### Written request A:
In the article on the Transocean drillship delay below, reproduce word for word the passage starting at "Drillships are used" and ending at "crude to rebound.".
### Written request B:
According to the article on the Transocean drillship delay, how long will the operating and delivery contracts of the Deepwater Pontus and Deepwater Poseidon be pushed back?
### Written request C:
Write the next part of the article on the Transocean drillship delay, picking up after its final sentence.

### Article:
╔══

By Rhiannon Meyers: October 26, 2015
Transocean and Royal Dutch Shell struck an agreement to delay the delivery of two new ultradeep-water drillships as the offshore drilling industry cools amid a global downturn in oil prices.
The Swiss-based offshore drilling contractor announced early Monday that it would push back the operating and delivery contracts of the Deepwater Pontus and Deepwater Poseidon by one year each.
Drillships are used to hunt for new oil and gas in waters deep offshore. With oil prices refusing to budge above $50 a barrel for months, oil companies have throttled expensive offshore exploration projects as they wait for crude to rebound.
The delay will not affect the duration or day rate of the original 10-year operating contracts on each ship, Transocean said. While the company did not provide specifics of the contract terms, investment banking firm Simmons & Co. said the ships’ rates are $519,000 per day.

╚══

### Extracted material:
╔══

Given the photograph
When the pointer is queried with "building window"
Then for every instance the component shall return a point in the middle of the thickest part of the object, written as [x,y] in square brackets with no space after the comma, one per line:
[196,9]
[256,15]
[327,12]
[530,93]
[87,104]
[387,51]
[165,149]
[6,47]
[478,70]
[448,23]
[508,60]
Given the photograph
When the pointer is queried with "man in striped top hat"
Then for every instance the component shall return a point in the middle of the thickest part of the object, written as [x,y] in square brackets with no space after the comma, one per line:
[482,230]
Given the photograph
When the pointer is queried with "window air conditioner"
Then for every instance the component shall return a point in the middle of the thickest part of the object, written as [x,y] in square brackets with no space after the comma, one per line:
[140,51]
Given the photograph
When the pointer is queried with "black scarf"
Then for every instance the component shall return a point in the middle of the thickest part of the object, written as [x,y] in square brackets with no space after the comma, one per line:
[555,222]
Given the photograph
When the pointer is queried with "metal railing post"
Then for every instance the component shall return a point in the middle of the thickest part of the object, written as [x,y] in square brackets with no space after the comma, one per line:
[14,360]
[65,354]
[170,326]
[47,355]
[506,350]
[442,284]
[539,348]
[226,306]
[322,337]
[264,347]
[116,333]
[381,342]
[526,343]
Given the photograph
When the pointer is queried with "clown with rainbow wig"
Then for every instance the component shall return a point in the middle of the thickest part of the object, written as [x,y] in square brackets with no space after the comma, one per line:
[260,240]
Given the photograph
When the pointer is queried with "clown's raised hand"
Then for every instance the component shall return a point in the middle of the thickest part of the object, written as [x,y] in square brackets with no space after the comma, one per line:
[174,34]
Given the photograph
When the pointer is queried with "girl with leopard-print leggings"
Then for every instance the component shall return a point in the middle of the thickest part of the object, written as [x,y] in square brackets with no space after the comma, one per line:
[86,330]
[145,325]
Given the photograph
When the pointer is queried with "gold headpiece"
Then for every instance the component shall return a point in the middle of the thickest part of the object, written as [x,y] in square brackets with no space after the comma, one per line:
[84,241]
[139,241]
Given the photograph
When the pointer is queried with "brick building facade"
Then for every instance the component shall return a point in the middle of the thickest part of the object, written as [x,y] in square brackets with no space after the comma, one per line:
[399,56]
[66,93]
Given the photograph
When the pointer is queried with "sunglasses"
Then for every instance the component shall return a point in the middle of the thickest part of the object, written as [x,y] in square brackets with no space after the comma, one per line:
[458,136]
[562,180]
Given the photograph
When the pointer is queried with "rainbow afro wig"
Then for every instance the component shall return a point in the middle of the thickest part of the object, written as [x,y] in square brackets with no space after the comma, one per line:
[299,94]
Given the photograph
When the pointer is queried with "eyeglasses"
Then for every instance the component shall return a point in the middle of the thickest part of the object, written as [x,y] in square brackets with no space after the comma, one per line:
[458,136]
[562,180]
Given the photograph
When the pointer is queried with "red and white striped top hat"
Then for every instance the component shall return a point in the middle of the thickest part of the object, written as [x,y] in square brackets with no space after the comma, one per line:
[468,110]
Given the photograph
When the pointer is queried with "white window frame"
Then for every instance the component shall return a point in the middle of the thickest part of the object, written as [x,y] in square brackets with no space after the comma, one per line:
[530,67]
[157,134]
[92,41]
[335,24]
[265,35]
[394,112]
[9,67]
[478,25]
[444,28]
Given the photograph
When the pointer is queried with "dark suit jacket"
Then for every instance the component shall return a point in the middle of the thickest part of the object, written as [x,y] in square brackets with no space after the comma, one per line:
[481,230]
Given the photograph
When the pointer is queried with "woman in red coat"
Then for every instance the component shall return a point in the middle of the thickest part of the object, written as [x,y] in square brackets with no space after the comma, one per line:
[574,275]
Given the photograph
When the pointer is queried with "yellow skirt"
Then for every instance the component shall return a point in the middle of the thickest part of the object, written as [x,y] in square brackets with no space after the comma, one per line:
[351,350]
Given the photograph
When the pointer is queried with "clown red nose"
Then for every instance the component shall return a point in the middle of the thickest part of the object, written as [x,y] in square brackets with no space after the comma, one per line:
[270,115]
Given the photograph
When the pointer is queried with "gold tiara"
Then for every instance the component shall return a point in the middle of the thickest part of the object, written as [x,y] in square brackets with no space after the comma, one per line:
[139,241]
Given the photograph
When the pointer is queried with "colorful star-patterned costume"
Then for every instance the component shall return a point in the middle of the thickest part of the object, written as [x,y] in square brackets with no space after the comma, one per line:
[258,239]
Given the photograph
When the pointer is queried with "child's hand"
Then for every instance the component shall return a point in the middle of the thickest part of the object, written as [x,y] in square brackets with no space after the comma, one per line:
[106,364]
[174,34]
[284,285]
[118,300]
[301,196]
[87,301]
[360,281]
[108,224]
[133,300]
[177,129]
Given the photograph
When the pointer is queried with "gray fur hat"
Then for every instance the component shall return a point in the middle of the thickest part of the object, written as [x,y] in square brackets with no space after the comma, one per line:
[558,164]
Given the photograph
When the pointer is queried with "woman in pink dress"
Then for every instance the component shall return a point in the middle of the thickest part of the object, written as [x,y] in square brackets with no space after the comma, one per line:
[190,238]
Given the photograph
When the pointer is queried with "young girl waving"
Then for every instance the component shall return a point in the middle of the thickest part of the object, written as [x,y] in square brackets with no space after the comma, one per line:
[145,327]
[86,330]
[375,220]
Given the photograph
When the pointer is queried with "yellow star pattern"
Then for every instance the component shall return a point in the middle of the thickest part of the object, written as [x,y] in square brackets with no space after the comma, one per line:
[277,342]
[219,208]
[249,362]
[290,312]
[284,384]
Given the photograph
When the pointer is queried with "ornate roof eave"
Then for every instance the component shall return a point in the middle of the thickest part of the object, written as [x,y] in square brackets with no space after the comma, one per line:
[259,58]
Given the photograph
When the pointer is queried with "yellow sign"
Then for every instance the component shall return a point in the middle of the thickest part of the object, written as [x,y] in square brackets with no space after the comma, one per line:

╚══

### Output A:
Drillships are used to hunt for new oil and gas in waters deep offshore. With oil prices refusing to budge above $50 a barrel for months, oil companies have throttled expensive offshore exploration projects as they wait for crude to rebound.

### Output B:
By one year each.

### Output C:
The agreement will also not impact two other ultradeep-water drillships contracted by Shell, Transocean said. The Deepwater Thalassa was delivered in September while the Deepwater Proteus is scheduled to be delivered in December.
“We are excited about the progress that we have jointly made with Shell on all four high-specification, ultradeep-water drillships,” Transocean President and CEO Jeremy Thigpen said in a statement.
The news provided some optimism for the battered industry, since multinational oil giant Shell, one of the world’s leading global deepwater operators, has still agreed to contract the rigs, despite the tough environment, analysts at investment banking firm Tudor, Pickering, Holt & Co. said in a note to investors Monday.
The decision also provides some immediate financial relief for Transocean, which still has more than $1 billion in remaining payments on the two rigs, Simmons & Co. analysts said. The delay gives the company more time to pay off those capital expenditures, boosting Transocean’s near-term liquidity.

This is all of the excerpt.